● **Page excerpt**:
◆ ◆ ◆ ◆ ◆
Do you think this period of time [during home quarantine due to coronavirus] will affect how we view films? Do you think that people will begin to value movies more again?

I’m not sure I see meaningful fluctuations in how people value movies (or don’t) over time. Cinema fills such different roles in people’s lives, whether that’s escapism (which certainly will be popular at the moment) or engaging us with other people’s experiences or processing the world in meaningful ways. Difficult circumstances and dark times (the implications of which, sadly, stretch far beyond the pandemic) bring out the most indispensable quality of artists: their ability to frame meaning, to reorient us through their point of view, to express something that no other form can, and hopefully, in doing so, open our eyes to the light. And I look to filmmakers for that now as I always have. 

 

What are your favorite books that have been adapted to film?
◆ ◆ ◆ ◆ ◆
● **Dataset extract**:
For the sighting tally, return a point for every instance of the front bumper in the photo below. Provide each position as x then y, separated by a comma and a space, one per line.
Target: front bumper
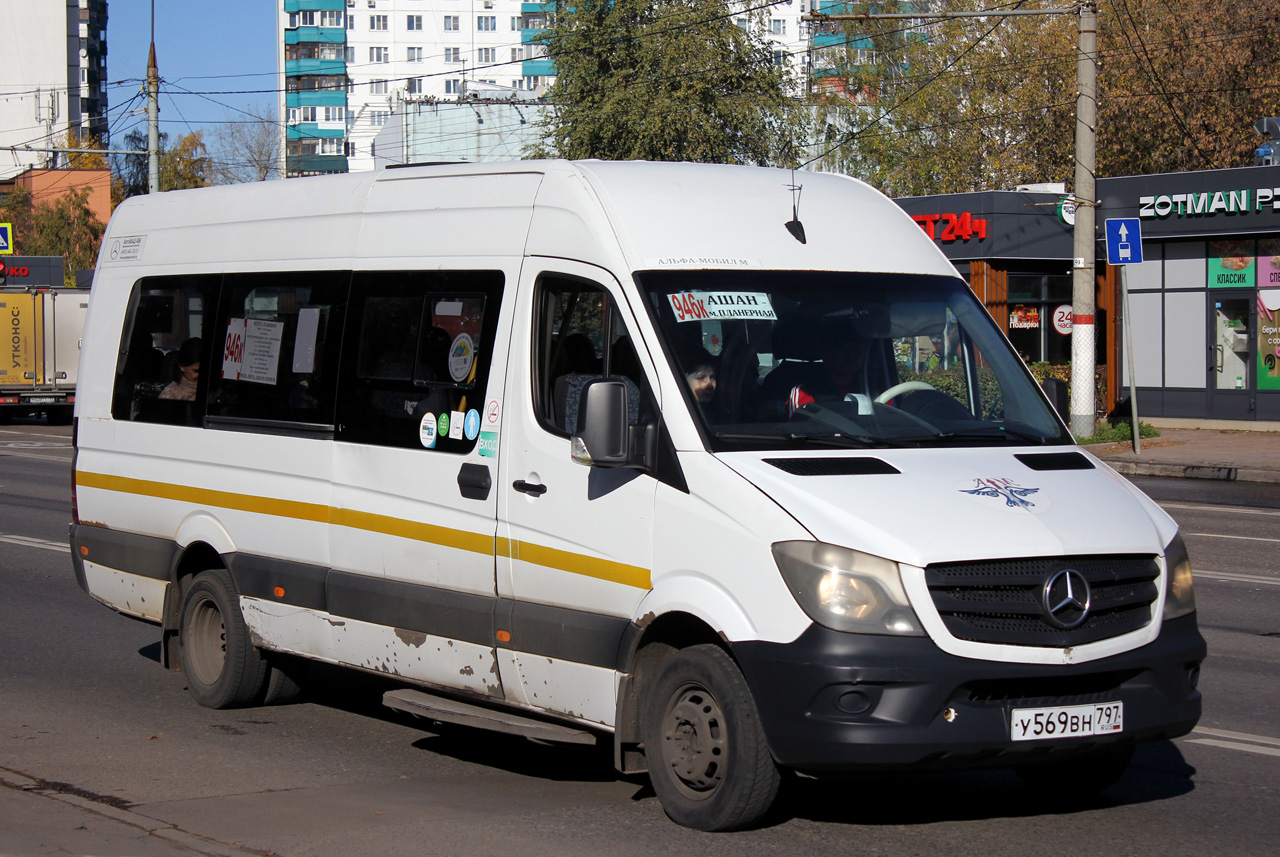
◆ ◆ ◆ ◆ ◆
● **Problem requirements**: Return the part of the interview excerpt on film that begins at the words "I’m not sure" and stops after "as I always have.", copied word for word. The material above has no connection to the interview excerpt on film.

● **Exercise result**:
I’m not sure I see meaningful fluctuations in how people value movies (or don’t) over time. Cinema fills such different roles in people’s lives, whether that’s escapism (which certainly will be popular at the moment) or engaging us with other people’s experiences or processing the world in meaningful ways. Difficult circumstances and dark times (the implications of which, sadly, stretch far beyond the pandemic) bring out the most indispensable quality of artists: their ability to frame meaning, to reorient us through their point of view, to express something that no other form can, and hopefully, in doing so, open our eyes to the light. And I look to filmmakers for that now as I always have.